• **Task details**
Copy out every line of the listing in which "white" appears.

(Supplied entries begins)

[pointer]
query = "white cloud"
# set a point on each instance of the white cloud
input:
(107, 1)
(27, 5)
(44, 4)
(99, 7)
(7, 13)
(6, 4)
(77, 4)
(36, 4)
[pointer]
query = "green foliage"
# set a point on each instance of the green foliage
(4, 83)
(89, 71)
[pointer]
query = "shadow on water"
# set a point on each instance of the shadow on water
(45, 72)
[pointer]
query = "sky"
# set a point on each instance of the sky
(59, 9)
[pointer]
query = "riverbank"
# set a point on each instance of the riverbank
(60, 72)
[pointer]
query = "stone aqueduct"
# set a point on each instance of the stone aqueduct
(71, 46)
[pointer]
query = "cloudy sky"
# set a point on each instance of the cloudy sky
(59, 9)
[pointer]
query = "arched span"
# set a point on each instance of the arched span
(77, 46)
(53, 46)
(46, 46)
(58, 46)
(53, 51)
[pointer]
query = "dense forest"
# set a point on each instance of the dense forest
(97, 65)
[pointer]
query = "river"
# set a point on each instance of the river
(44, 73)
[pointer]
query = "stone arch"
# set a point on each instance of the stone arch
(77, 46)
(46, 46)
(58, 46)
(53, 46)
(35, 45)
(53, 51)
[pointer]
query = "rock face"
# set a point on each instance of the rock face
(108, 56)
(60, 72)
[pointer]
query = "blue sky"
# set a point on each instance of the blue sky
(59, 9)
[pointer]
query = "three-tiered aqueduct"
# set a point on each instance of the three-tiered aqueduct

(Supplied entries ends)
(Supplied entries begins)

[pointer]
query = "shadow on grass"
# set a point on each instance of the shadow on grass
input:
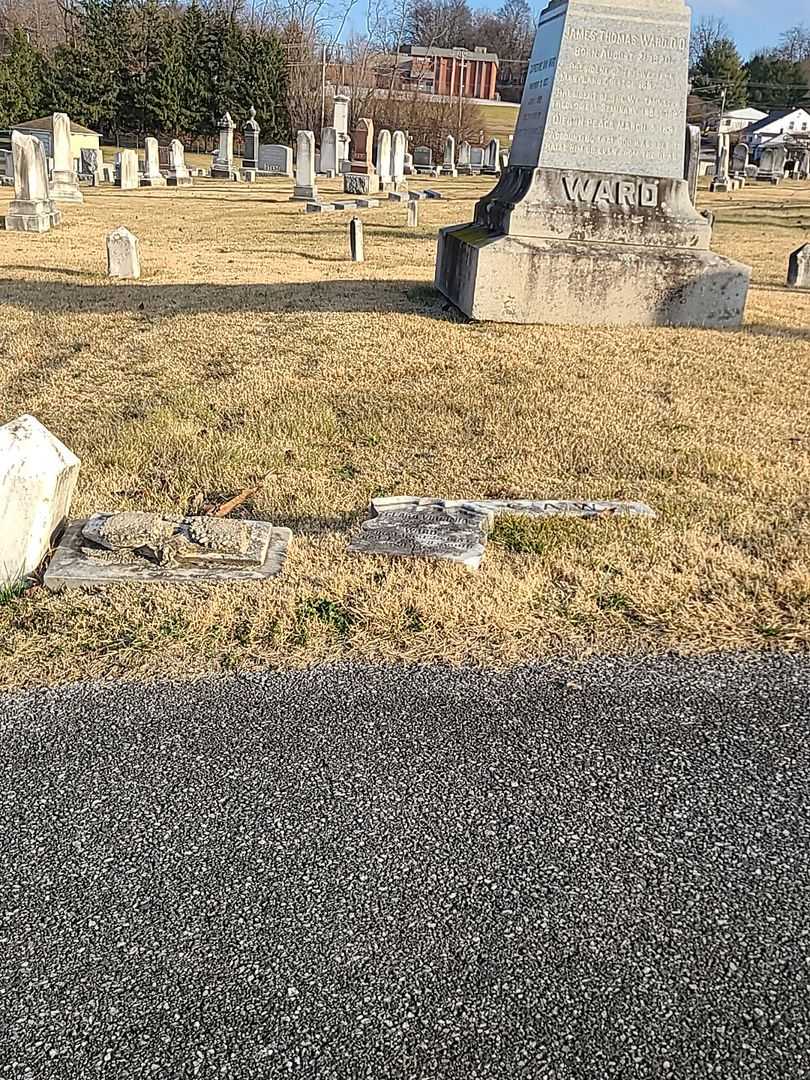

(Supplied entries ends)

• **Solution**
query = "white cloud"
# set a point on each instance of the white cloud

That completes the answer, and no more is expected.